Which lines of the records below contain the word "green"? Gather each of those lines and copy it out in full.

Records in a dataset
══════════

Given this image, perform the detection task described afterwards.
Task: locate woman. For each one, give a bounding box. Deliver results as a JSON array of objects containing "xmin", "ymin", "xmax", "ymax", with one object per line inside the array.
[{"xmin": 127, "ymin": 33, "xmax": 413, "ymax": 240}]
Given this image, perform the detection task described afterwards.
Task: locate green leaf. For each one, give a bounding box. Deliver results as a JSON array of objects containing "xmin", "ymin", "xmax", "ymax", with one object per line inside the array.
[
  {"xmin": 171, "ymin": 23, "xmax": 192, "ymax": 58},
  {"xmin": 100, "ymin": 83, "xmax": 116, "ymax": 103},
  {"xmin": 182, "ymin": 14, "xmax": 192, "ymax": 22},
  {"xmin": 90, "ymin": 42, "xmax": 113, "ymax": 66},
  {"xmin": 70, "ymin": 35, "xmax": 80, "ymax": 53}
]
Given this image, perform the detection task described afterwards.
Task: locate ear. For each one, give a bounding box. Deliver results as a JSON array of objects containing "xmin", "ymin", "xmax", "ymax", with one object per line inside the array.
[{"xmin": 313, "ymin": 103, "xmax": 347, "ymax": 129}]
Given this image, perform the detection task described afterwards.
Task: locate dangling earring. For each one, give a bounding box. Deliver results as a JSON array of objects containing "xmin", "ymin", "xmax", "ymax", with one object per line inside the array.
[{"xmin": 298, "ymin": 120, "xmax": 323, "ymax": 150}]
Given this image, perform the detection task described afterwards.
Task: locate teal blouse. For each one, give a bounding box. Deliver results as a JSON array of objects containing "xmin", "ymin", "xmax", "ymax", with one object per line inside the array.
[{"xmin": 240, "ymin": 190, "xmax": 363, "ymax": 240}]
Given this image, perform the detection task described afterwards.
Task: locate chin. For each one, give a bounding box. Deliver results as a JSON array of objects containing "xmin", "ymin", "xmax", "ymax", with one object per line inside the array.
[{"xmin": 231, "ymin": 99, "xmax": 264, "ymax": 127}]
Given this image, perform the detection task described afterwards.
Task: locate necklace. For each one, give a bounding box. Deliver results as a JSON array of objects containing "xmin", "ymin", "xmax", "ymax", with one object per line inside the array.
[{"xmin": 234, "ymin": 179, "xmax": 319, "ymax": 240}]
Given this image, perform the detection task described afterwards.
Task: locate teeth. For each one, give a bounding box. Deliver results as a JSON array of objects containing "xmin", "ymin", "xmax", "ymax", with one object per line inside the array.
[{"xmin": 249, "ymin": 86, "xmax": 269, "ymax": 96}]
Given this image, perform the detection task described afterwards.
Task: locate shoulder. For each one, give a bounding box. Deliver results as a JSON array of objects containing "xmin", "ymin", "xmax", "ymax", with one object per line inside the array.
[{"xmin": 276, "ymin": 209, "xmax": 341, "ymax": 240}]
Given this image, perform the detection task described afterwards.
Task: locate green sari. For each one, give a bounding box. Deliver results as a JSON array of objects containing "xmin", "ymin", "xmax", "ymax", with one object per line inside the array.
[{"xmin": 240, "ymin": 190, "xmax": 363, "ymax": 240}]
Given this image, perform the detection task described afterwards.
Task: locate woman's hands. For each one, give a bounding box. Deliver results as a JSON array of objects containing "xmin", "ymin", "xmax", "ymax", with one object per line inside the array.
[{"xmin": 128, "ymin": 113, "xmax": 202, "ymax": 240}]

══════════

> _Written answer_:
Task: locate green leaf. For each one, give a bounding box. Deliver results as a JSON array of objects containing "xmin", "ymin", "xmax", "ymax", with one object per line inside the array.
Task: locate green sari. For each one, give a bounding box. Deliver results as a JSON array of objects containing "xmin", "ymin", "xmax", "ymax", with one object per line inside the array.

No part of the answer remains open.